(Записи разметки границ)
■ ■ ■ ■

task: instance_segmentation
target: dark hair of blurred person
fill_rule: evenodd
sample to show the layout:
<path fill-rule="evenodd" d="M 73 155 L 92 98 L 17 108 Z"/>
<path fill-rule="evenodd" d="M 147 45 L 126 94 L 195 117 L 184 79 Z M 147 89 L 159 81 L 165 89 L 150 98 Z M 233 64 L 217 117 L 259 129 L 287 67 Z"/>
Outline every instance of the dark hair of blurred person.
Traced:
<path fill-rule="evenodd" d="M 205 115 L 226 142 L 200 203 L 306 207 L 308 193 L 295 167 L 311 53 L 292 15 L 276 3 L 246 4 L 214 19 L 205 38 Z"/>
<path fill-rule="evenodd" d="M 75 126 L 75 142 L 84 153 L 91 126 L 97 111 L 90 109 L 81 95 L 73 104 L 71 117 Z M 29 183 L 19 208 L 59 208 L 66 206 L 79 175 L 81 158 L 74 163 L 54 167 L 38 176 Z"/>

■ ■ ■ ■

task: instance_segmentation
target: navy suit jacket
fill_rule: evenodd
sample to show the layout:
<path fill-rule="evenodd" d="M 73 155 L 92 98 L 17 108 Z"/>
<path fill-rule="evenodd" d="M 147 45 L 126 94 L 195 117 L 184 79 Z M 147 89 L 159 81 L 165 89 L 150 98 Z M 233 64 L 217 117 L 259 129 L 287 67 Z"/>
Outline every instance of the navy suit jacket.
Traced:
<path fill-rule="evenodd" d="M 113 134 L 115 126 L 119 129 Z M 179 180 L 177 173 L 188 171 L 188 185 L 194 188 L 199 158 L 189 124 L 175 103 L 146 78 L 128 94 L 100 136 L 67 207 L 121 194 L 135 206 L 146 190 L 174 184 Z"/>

■ ■ ■ ■

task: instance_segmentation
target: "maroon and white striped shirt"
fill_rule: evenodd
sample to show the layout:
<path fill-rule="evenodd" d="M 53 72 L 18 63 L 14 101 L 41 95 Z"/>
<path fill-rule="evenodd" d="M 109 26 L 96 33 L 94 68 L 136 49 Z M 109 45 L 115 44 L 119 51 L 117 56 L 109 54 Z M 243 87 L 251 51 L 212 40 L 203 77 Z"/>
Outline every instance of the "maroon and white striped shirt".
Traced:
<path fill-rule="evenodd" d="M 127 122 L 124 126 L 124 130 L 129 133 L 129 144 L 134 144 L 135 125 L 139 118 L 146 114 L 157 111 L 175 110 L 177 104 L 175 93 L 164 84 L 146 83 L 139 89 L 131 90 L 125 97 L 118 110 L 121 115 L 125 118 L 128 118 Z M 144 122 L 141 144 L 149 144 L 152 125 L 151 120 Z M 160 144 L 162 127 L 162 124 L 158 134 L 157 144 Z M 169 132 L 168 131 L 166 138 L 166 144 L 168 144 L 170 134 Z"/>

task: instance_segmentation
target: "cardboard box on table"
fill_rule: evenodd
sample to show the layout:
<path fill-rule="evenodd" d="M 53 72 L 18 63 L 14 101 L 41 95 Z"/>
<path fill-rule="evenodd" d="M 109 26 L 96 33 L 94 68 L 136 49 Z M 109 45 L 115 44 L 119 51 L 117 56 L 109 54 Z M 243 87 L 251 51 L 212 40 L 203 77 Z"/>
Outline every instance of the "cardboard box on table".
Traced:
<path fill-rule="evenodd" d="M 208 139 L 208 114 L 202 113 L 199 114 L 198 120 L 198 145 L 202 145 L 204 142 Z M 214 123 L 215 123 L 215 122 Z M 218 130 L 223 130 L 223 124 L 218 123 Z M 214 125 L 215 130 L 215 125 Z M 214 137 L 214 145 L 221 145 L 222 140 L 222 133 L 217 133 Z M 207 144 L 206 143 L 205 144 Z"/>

■ ■ ■ ■

▶ [Что требуется]: Пожалуйста, выпиши из материала выше все строки, где встречается слово «cardboard». Регистр букв учитывается.

▶ [Результат]:
target: "cardboard box on table"
Outline every instance of the "cardboard box on table".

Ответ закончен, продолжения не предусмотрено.